### Document text ###
The manuscript drafts include handwritten drafts, citations attached or written onto drafts, and revision notes for his unpublished manuscript. Content includes material related to metalliferous mines, precious and base metals, and traffic of metals in Islamic and non-Islamic countries, as well as unlabeled writings related to astrolabes and synthetic protective coatings for metals.
Research material represents a majority of the records, and consists of accumulated research notes, citation lists, and object sketches. Subjects of the research material are related to metallurgy, iconography, metals commonly used in metalwork, geology and mining, and histories of metalwork in ranging locations or eras.
Printed material contains published articles from periodicals, a bulletin from the Detroit Institute of Arts, catalogues of scholarly publications available for purchase, and reviews of Aga-Oglu's published works.
### Supplied material ###
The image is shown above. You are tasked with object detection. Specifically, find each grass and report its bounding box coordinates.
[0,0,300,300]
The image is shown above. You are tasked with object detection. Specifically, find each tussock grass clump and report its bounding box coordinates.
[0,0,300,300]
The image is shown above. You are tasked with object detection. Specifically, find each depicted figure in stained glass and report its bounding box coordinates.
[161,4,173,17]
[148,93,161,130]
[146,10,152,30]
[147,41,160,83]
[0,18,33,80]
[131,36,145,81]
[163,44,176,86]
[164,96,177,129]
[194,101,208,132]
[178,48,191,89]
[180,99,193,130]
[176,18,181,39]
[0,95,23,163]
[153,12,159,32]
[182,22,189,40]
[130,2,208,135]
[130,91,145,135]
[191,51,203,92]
###
- What you should do: Quote the collection description from "Printed material contains" up to and including "Aga-Oglu's published works.".

- Result of this task:
Printed material contains published articles from periodicals, a bulletin from the Detroit Institute of Arts, catalogues of scholarly publications available for purchase, and reviews of Aga-Oglu's published works.